===== DATA EXCERPTS =====
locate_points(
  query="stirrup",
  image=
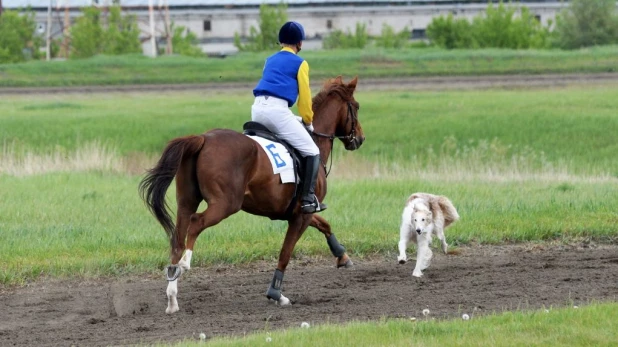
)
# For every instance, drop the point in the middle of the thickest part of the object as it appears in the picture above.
(313, 207)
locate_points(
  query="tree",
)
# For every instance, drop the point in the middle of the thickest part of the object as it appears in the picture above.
(17, 39)
(587, 23)
(122, 34)
(87, 34)
(266, 37)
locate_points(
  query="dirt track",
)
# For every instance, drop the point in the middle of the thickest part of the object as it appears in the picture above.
(231, 300)
(407, 83)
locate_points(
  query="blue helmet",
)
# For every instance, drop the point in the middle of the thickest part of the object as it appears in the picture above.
(291, 33)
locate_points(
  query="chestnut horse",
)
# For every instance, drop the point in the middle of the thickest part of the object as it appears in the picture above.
(232, 172)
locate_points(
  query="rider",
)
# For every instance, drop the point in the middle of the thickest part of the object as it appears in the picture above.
(286, 78)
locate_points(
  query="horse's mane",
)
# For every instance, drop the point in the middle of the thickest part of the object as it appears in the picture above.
(330, 87)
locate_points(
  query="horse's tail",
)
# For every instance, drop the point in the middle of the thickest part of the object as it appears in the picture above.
(158, 179)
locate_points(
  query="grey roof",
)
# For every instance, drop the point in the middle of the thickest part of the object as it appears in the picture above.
(228, 3)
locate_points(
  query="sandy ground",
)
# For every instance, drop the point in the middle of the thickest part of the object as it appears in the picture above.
(365, 84)
(230, 300)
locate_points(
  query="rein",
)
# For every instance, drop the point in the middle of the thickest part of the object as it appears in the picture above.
(351, 137)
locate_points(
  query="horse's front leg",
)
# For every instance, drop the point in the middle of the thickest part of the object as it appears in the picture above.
(343, 260)
(296, 227)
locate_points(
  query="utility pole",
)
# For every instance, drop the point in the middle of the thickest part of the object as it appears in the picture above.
(153, 45)
(48, 45)
(66, 32)
(170, 50)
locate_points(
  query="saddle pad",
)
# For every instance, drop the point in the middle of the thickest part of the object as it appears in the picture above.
(280, 158)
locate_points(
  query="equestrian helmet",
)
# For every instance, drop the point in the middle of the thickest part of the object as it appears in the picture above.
(291, 33)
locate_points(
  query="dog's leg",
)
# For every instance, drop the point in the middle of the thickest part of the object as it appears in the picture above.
(442, 238)
(404, 238)
(424, 254)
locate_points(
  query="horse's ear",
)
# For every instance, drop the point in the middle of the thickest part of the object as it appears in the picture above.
(352, 84)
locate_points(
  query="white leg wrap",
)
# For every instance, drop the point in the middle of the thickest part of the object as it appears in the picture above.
(185, 261)
(283, 301)
(172, 293)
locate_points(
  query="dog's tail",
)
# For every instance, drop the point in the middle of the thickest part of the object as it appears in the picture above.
(450, 212)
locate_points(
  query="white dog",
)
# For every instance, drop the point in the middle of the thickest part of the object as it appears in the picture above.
(423, 215)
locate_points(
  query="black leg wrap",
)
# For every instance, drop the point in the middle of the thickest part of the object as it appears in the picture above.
(172, 272)
(335, 247)
(274, 291)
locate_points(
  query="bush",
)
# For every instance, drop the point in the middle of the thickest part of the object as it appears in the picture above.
(17, 39)
(185, 43)
(499, 27)
(339, 39)
(267, 36)
(587, 23)
(390, 39)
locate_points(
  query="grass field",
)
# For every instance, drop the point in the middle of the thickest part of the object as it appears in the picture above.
(520, 165)
(593, 325)
(138, 69)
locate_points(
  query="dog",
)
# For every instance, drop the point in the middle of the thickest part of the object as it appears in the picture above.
(423, 215)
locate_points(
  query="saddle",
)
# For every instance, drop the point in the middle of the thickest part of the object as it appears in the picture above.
(258, 129)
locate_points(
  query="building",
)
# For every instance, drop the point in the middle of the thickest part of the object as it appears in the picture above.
(215, 22)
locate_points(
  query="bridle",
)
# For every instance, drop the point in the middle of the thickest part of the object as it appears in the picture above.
(351, 117)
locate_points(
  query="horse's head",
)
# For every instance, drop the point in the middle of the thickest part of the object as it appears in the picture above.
(336, 113)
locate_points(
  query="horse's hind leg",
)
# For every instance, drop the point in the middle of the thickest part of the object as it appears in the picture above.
(343, 260)
(198, 222)
(296, 227)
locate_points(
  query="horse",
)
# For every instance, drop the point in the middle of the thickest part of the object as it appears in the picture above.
(232, 172)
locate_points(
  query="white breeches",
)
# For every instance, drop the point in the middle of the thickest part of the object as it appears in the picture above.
(274, 114)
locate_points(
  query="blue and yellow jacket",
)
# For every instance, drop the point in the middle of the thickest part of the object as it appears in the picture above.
(286, 76)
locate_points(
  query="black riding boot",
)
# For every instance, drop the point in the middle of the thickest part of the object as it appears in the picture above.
(309, 202)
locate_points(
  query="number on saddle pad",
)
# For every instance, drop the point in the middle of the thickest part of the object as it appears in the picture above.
(278, 161)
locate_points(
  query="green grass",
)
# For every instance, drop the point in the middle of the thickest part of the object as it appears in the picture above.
(520, 165)
(138, 69)
(592, 325)
(564, 130)
(93, 224)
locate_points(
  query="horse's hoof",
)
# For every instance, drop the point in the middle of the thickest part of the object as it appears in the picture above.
(347, 262)
(283, 301)
(184, 266)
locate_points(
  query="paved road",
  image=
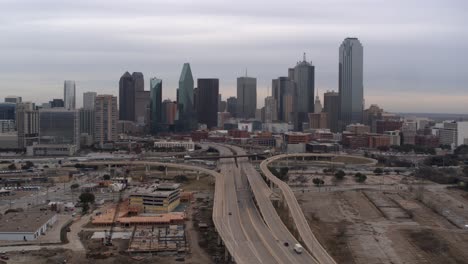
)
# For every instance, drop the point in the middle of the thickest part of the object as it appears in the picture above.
(308, 238)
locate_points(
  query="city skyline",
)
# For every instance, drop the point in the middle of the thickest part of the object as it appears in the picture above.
(396, 59)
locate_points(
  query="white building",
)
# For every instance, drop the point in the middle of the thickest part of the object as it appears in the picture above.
(187, 145)
(26, 226)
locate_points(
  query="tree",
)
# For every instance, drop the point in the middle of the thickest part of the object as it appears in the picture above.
(318, 182)
(359, 177)
(339, 175)
(378, 171)
(74, 186)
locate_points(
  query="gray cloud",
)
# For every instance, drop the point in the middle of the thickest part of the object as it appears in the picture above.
(411, 47)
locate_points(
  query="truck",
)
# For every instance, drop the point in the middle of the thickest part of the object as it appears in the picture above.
(298, 248)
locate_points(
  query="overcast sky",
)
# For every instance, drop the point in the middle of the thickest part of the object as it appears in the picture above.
(415, 51)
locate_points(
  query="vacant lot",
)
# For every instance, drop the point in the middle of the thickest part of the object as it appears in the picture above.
(372, 226)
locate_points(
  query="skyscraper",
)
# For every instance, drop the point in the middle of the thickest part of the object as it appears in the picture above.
(350, 81)
(156, 104)
(69, 95)
(304, 79)
(126, 97)
(271, 113)
(59, 126)
(27, 124)
(284, 92)
(88, 100)
(246, 97)
(106, 119)
(187, 119)
(331, 105)
(208, 90)
(231, 105)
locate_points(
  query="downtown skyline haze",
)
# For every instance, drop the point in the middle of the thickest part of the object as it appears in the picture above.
(414, 59)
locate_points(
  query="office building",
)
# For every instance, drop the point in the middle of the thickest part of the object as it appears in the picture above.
(304, 79)
(105, 119)
(88, 100)
(13, 99)
(57, 103)
(246, 97)
(87, 121)
(284, 92)
(317, 105)
(350, 81)
(59, 126)
(27, 124)
(158, 198)
(231, 106)
(169, 112)
(156, 104)
(271, 113)
(187, 117)
(7, 126)
(7, 111)
(331, 106)
(126, 98)
(208, 90)
(318, 120)
(69, 95)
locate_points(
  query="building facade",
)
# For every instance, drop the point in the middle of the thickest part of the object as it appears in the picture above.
(246, 97)
(105, 119)
(156, 104)
(350, 81)
(208, 90)
(88, 100)
(69, 95)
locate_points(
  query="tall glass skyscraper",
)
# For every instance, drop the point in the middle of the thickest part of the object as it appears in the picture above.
(69, 95)
(351, 86)
(156, 104)
(187, 118)
(246, 97)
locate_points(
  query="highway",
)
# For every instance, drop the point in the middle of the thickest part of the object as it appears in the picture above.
(309, 240)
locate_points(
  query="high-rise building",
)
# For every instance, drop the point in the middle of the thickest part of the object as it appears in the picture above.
(59, 126)
(87, 121)
(231, 105)
(88, 100)
(246, 97)
(169, 112)
(57, 103)
(331, 105)
(156, 104)
(126, 97)
(317, 105)
(284, 92)
(208, 90)
(69, 94)
(27, 124)
(105, 119)
(13, 99)
(187, 117)
(271, 113)
(7, 111)
(304, 79)
(350, 81)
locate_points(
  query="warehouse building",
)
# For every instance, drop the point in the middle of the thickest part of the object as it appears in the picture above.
(156, 198)
(26, 226)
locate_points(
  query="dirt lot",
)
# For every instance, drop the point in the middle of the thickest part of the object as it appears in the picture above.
(373, 226)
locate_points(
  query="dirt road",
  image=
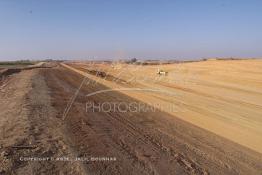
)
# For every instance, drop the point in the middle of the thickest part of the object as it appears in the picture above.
(150, 142)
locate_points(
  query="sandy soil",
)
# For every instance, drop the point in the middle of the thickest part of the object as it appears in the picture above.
(32, 109)
(224, 97)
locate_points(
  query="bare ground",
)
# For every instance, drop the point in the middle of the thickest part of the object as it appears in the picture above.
(32, 106)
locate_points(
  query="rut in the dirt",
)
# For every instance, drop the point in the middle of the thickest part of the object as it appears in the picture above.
(143, 143)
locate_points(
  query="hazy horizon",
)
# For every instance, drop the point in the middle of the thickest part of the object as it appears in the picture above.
(121, 30)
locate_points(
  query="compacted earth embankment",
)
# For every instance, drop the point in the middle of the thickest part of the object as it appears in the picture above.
(44, 114)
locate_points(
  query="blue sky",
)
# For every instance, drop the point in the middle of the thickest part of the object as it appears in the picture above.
(149, 29)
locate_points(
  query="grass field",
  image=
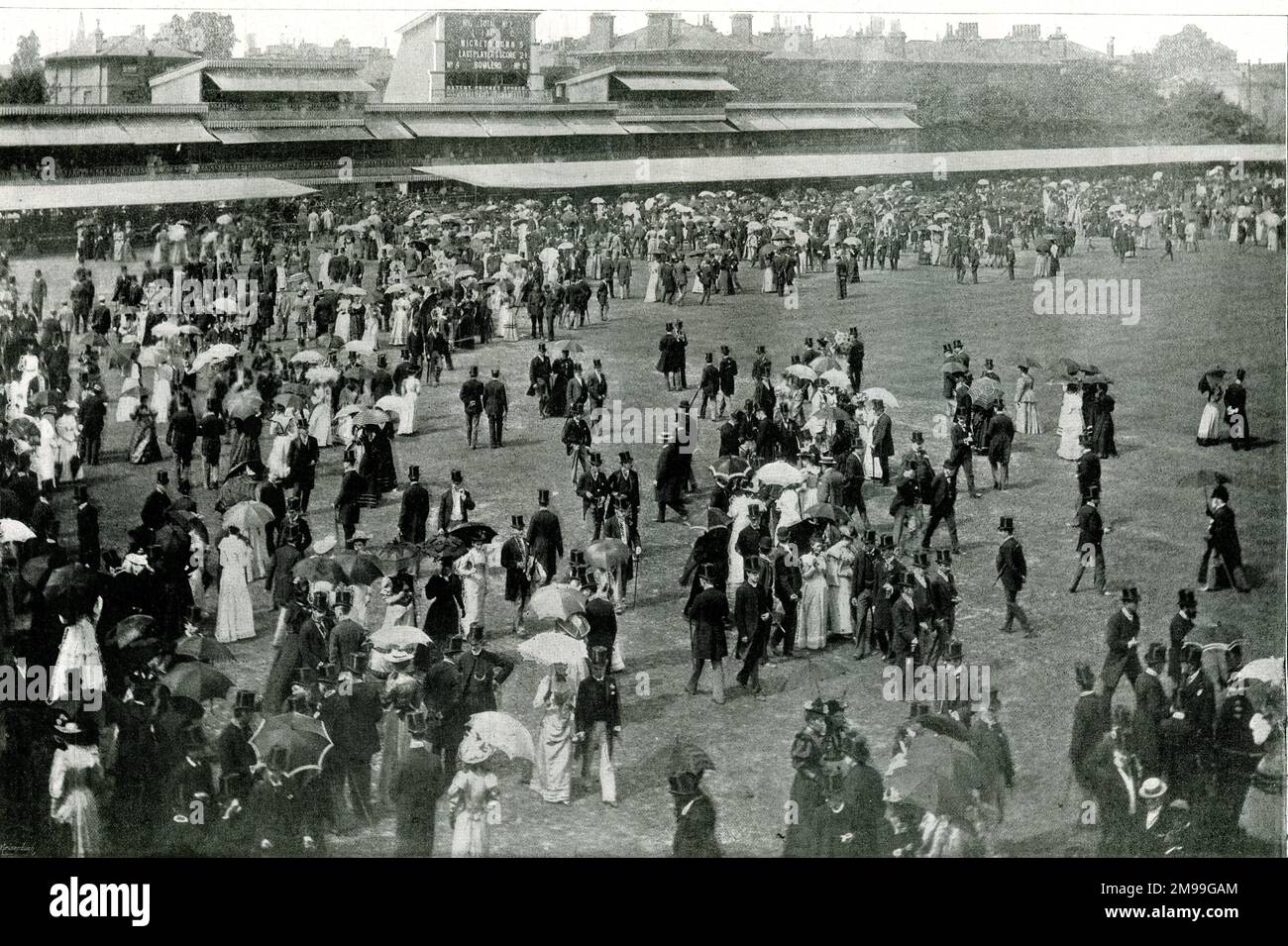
=====
◆ INSTRUCTIONS FOR THE TASK ◆
Filter the listing above, copying out each line that contains the string "horse".

◆ OUTPUT OF THE EXERCISE ◆
  query="chestnut horse",
  query="horse's mane",
  query="horse's tail",
  query="horse's front leg",
  query="horse's ear",
  query="horse's head",
  query="horse's hind leg",
  query="horse",
  query="horse's hoof",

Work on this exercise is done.